[Rows from an annotation dataset]
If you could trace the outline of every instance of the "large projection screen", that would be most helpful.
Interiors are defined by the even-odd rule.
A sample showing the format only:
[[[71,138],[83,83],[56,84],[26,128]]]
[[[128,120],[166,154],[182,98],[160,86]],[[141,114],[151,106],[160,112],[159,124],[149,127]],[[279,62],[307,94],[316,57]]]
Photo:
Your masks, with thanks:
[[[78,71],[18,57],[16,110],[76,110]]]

Set task
Please reproduce every line of the rows above, requests included, shifting each polygon vertex coordinate in the answers up by 149 and leaving the numbers in the requests and their format samples as they are.

Result of this exercise
If you could trace the outline of every instance of the "large projection screen", that would be most helpful.
Interiors are defined by the even-odd rule.
A sample showing the format only:
[[[71,138],[83,83],[56,84],[26,128]]]
[[[128,120],[166,154],[182,98],[160,86]],[[141,114],[151,106],[160,112],[159,124],[149,127]],[[279,62],[307,94],[316,57]]]
Photo:
Your masks, with thanks:
[[[227,220],[167,206],[165,259],[225,259]]]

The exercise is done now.